REQUIREMENT. Lines in the listing below that contain the string "street" are to be found and copied.
_ _ _
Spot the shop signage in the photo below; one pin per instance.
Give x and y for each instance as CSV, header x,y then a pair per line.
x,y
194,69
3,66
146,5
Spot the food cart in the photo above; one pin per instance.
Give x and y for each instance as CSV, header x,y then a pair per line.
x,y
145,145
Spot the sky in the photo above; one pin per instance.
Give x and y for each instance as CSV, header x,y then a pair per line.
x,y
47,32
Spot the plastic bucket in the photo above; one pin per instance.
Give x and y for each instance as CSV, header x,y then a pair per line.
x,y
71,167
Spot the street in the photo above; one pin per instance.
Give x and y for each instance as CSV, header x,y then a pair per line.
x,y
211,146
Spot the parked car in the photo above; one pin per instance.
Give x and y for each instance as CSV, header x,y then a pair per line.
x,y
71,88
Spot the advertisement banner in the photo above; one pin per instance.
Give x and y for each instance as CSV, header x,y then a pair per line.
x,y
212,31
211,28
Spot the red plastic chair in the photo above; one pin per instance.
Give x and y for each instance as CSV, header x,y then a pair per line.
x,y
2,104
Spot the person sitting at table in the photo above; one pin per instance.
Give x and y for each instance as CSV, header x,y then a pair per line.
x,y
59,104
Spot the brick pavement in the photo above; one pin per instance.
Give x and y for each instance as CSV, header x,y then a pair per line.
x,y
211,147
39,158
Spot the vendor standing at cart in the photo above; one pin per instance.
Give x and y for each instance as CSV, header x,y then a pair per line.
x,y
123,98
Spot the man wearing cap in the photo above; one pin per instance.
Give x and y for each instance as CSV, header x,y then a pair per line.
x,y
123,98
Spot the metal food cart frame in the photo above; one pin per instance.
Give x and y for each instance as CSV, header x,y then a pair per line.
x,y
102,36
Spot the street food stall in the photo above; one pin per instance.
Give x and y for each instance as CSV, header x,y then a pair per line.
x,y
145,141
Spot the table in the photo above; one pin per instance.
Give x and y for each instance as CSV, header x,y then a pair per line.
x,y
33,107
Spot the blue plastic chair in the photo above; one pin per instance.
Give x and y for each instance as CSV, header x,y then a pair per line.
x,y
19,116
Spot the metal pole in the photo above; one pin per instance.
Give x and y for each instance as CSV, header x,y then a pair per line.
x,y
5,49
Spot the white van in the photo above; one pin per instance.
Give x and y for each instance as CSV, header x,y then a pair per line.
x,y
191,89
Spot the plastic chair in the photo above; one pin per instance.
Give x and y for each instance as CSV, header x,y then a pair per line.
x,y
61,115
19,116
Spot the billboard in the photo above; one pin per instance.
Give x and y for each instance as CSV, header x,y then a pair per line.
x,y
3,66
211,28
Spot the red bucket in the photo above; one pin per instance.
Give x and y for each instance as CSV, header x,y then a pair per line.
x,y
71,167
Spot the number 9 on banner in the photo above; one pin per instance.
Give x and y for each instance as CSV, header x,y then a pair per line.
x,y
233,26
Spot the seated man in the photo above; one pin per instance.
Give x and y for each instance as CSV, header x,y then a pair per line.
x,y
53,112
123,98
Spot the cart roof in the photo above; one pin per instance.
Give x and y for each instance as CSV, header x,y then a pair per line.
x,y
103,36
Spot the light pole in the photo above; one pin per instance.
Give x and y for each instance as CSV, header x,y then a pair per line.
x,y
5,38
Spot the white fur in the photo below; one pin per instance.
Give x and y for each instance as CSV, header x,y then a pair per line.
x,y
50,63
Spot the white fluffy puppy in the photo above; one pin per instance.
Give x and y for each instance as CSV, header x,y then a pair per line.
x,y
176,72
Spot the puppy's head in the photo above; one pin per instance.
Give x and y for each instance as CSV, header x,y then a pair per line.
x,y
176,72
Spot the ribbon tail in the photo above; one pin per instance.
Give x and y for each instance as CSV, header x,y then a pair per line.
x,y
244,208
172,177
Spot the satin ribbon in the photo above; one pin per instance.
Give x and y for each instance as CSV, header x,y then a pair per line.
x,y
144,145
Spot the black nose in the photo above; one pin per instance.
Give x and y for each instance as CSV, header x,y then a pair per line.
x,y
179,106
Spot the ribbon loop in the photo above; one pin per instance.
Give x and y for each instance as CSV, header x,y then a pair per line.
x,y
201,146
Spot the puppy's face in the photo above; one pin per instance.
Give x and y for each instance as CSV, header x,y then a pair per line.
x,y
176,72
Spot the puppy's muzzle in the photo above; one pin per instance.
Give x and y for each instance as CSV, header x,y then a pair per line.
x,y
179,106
_ _ _
RESULT FOR THIS EXERCISE.
Spot the street in the photo above; one pin per instance.
Spot the street food stall in the photo above; one pin per instance.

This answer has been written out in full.